What the task requires: A word-for-word restatement of all the records is the required answer.

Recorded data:
--- --- ---

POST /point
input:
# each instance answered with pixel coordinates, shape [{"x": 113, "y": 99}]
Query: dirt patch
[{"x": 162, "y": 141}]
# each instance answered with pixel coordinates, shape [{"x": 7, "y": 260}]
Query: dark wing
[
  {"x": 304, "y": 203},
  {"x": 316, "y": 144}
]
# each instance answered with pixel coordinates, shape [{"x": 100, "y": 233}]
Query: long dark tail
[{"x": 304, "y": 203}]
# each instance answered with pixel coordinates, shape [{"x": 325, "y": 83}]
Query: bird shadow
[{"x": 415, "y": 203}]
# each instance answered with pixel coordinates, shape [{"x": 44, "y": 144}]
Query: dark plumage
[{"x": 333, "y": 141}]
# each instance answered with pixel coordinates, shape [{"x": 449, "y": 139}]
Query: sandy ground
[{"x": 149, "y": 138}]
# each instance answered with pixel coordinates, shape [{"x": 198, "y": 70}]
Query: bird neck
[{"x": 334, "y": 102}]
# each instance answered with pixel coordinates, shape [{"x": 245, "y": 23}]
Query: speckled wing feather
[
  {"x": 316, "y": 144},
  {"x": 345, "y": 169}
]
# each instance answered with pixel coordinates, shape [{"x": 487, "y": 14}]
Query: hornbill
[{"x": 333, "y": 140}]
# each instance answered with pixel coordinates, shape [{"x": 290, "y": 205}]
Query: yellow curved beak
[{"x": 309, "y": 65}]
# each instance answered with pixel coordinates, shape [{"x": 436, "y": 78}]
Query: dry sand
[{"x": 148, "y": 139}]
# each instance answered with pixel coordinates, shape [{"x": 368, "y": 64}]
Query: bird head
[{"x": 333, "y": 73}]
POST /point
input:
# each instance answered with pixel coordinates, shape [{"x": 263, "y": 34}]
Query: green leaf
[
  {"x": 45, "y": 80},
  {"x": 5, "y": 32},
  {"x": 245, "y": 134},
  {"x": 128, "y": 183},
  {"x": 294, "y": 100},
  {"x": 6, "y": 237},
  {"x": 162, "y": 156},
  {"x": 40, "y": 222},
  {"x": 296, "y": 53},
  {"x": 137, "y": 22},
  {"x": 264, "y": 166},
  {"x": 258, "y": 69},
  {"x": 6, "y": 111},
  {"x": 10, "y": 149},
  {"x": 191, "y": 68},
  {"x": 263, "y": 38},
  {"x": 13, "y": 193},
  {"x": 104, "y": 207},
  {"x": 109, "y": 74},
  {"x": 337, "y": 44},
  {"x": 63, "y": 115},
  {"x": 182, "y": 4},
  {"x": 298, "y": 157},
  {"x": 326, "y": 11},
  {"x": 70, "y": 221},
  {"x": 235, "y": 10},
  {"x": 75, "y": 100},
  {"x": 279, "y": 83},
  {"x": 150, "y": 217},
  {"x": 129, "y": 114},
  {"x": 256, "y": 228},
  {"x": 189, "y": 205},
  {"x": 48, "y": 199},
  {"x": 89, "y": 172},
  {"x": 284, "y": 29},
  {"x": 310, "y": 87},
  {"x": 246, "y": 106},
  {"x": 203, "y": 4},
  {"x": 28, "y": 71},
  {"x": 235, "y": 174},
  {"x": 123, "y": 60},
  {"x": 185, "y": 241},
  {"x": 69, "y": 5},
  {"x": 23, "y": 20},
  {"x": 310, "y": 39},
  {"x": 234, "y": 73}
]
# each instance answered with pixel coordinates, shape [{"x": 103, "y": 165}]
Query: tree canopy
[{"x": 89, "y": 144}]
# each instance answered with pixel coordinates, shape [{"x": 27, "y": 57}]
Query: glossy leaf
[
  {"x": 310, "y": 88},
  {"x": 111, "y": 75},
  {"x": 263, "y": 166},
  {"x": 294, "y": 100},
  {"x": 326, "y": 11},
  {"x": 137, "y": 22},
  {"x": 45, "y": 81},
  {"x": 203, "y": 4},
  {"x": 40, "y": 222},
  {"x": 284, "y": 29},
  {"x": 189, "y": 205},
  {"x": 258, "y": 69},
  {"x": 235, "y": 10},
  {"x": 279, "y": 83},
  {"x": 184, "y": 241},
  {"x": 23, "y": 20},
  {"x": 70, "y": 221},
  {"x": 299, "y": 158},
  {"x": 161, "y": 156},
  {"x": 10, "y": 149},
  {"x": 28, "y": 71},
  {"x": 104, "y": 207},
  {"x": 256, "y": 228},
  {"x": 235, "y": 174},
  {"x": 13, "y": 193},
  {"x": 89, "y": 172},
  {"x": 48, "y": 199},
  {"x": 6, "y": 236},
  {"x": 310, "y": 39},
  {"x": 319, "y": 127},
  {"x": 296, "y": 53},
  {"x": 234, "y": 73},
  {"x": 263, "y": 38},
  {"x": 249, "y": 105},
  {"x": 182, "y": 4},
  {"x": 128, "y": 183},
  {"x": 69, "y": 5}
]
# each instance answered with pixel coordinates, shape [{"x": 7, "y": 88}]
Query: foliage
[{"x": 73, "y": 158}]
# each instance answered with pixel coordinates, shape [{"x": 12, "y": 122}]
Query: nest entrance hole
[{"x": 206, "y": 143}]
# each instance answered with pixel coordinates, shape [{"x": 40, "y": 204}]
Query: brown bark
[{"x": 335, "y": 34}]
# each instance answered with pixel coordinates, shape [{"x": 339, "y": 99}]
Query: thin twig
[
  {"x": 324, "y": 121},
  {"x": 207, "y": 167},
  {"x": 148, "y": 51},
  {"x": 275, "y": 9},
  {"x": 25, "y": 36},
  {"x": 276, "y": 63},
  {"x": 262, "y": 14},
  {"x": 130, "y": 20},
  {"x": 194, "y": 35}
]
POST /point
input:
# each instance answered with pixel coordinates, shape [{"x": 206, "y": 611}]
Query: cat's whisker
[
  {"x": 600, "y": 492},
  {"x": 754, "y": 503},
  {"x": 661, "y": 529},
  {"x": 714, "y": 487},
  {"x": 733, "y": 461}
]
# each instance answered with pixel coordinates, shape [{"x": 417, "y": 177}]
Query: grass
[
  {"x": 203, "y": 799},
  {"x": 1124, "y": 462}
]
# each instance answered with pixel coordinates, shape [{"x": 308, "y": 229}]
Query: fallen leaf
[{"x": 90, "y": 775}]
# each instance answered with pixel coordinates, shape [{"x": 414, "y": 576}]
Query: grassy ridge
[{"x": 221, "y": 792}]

--- --- ---

Answer to the problem:
POST /point
input:
# each instance answered with pixel coordinates, shape [{"x": 113, "y": 99}]
Query: dirt patch
[{"x": 162, "y": 141}]
# each instance answered with pixel coordinates, shape [{"x": 7, "y": 260}]
Query: dark wing
[
  {"x": 304, "y": 203},
  {"x": 316, "y": 144}
]
# each instance answered with pixel coordinates, shape [{"x": 100, "y": 233}]
Query: long dark tail
[{"x": 304, "y": 203}]
# each instance answered with pixel coordinates, shape [{"x": 325, "y": 83}]
Query: bird shadow
[{"x": 415, "y": 203}]
# each instance answered with pixel coordinates, shape [{"x": 44, "y": 144}]
Query: dark plumage
[{"x": 333, "y": 141}]
# each instance answered with pixel coordinates, shape [{"x": 449, "y": 139}]
Query: sandy ground
[{"x": 149, "y": 138}]
# each instance answered with pixel coordinates, shape [{"x": 198, "y": 70}]
Query: bird neck
[{"x": 334, "y": 102}]
# each instance answered with pixel coordinates, shape [{"x": 245, "y": 23}]
Query: speckled wing feather
[
  {"x": 316, "y": 144},
  {"x": 345, "y": 169}
]
# each instance answered with pixel coordinates, shape [{"x": 487, "y": 14}]
Query: hornbill
[{"x": 333, "y": 140}]
# each instance answered with pixel coordinates, shape [{"x": 290, "y": 205}]
Query: yellow curved beak
[{"x": 309, "y": 65}]
# each instance answered with pixel coordinates, shape [{"x": 436, "y": 78}]
Query: dry sand
[{"x": 148, "y": 139}]
# each instance answered with pixel coordinates, shape [{"x": 368, "y": 64}]
Query: bird head
[{"x": 333, "y": 73}]
POST /point
input:
# each instance answered with pixel coordinates, shape [{"x": 263, "y": 34}]
Query: green leaf
[
  {"x": 45, "y": 80},
  {"x": 5, "y": 32},
  {"x": 245, "y": 134},
  {"x": 128, "y": 183},
  {"x": 294, "y": 100},
  {"x": 6, "y": 237},
  {"x": 162, "y": 156},
  {"x": 40, "y": 222},
  {"x": 296, "y": 53},
  {"x": 137, "y": 22},
  {"x": 264, "y": 166},
  {"x": 258, "y": 69},
  {"x": 6, "y": 111},
  {"x": 10, "y": 149},
  {"x": 191, "y": 68},
  {"x": 263, "y": 38},
  {"x": 13, "y": 193},
  {"x": 104, "y": 207},
  {"x": 109, "y": 74},
  {"x": 337, "y": 44},
  {"x": 63, "y": 115},
  {"x": 182, "y": 4},
  {"x": 298, "y": 157},
  {"x": 326, "y": 11},
  {"x": 70, "y": 221},
  {"x": 235, "y": 10},
  {"x": 75, "y": 100},
  {"x": 279, "y": 83},
  {"x": 150, "y": 217},
  {"x": 129, "y": 114},
  {"x": 256, "y": 228},
  {"x": 189, "y": 205},
  {"x": 48, "y": 199},
  {"x": 89, "y": 172},
  {"x": 284, "y": 29},
  {"x": 310, "y": 87},
  {"x": 246, "y": 106},
  {"x": 203, "y": 4},
  {"x": 28, "y": 71},
  {"x": 235, "y": 174},
  {"x": 123, "y": 60},
  {"x": 185, "y": 241},
  {"x": 69, "y": 5},
  {"x": 23, "y": 20},
  {"x": 310, "y": 39},
  {"x": 234, "y": 73}
]
# each instance answered with pixel coordinates, shape [{"x": 103, "y": 165}]
Query: tree canopy
[{"x": 89, "y": 144}]
# each instance answered with pixel coordinates, shape [{"x": 27, "y": 57}]
Query: glossy leaf
[
  {"x": 310, "y": 88},
  {"x": 111, "y": 75},
  {"x": 263, "y": 166},
  {"x": 294, "y": 100},
  {"x": 326, "y": 11},
  {"x": 137, "y": 22},
  {"x": 45, "y": 81},
  {"x": 203, "y": 4},
  {"x": 40, "y": 222},
  {"x": 284, "y": 29},
  {"x": 189, "y": 205},
  {"x": 258, "y": 69},
  {"x": 235, "y": 10},
  {"x": 279, "y": 83},
  {"x": 184, "y": 241},
  {"x": 23, "y": 20},
  {"x": 70, "y": 221},
  {"x": 299, "y": 158},
  {"x": 161, "y": 156},
  {"x": 10, "y": 149},
  {"x": 28, "y": 71},
  {"x": 104, "y": 207},
  {"x": 256, "y": 228},
  {"x": 235, "y": 174},
  {"x": 13, "y": 193},
  {"x": 89, "y": 172},
  {"x": 48, "y": 199},
  {"x": 6, "y": 236},
  {"x": 310, "y": 39},
  {"x": 319, "y": 127},
  {"x": 296, "y": 53},
  {"x": 234, "y": 73},
  {"x": 263, "y": 38},
  {"x": 249, "y": 105},
  {"x": 182, "y": 4},
  {"x": 128, "y": 183},
  {"x": 69, "y": 5}
]
# each instance answered with pixel coordinates, shape [{"x": 7, "y": 88}]
Query: foliage
[{"x": 73, "y": 158}]
# each instance answered with pixel coordinates, shape [{"x": 12, "y": 122}]
Query: nest entrance hole
[{"x": 206, "y": 143}]
# each instance answered with pixel coordinates, shape [{"x": 40, "y": 204}]
Query: brown bark
[{"x": 335, "y": 34}]
# each instance answered with pixel coordinates, shape [{"x": 339, "y": 99}]
Query: thin twig
[
  {"x": 324, "y": 121},
  {"x": 207, "y": 167},
  {"x": 148, "y": 51},
  {"x": 275, "y": 9},
  {"x": 25, "y": 36},
  {"x": 276, "y": 63},
  {"x": 262, "y": 14},
  {"x": 130, "y": 20},
  {"x": 194, "y": 35}
]
POST /point
input:
# each instance answered with pixel coordinates, shape [{"x": 206, "y": 611}]
Query: cat's whisker
[
  {"x": 600, "y": 492},
  {"x": 754, "y": 503},
  {"x": 661, "y": 529},
  {"x": 714, "y": 487},
  {"x": 733, "y": 461}
]
# each instance answered with pixel coordinates, shape [{"x": 417, "y": 177}]
Query: grass
[
  {"x": 203, "y": 799},
  {"x": 1124, "y": 462}
]
# each instance answered with pixel coordinates, shape [{"x": 308, "y": 229}]
Query: fallen leaf
[{"x": 90, "y": 775}]
# each instance answered with pixel coordinates, shape [{"x": 414, "y": 576}]
Query: grassy ridge
[{"x": 221, "y": 792}]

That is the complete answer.